→ REQUIREMENT
The required result is an exact copy of the material from the line with "of the pale" through its final line, both ends included.
★ ★ ★ ★ ★
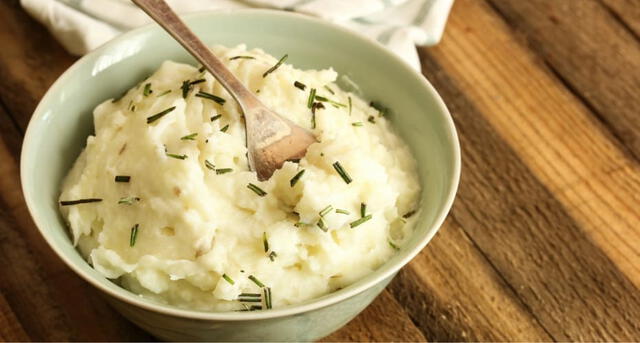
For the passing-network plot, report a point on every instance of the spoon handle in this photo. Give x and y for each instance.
(159, 11)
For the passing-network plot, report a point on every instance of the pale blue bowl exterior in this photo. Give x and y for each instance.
(62, 121)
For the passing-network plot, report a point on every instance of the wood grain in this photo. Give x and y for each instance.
(12, 330)
(627, 12)
(592, 53)
(542, 249)
(542, 242)
(580, 160)
(453, 293)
★ ★ ★ ★ ★
→ EXERCISE RESPONSE
For the passing-network plot, report a point on every instance of the pale blue bowl exterior in this photo. Give x and y for each instance.
(62, 121)
For the passing-network plot, report a point on every instance of the wood grain in this photo. Give x and y for each instance.
(12, 330)
(627, 12)
(592, 53)
(542, 249)
(542, 242)
(580, 160)
(453, 293)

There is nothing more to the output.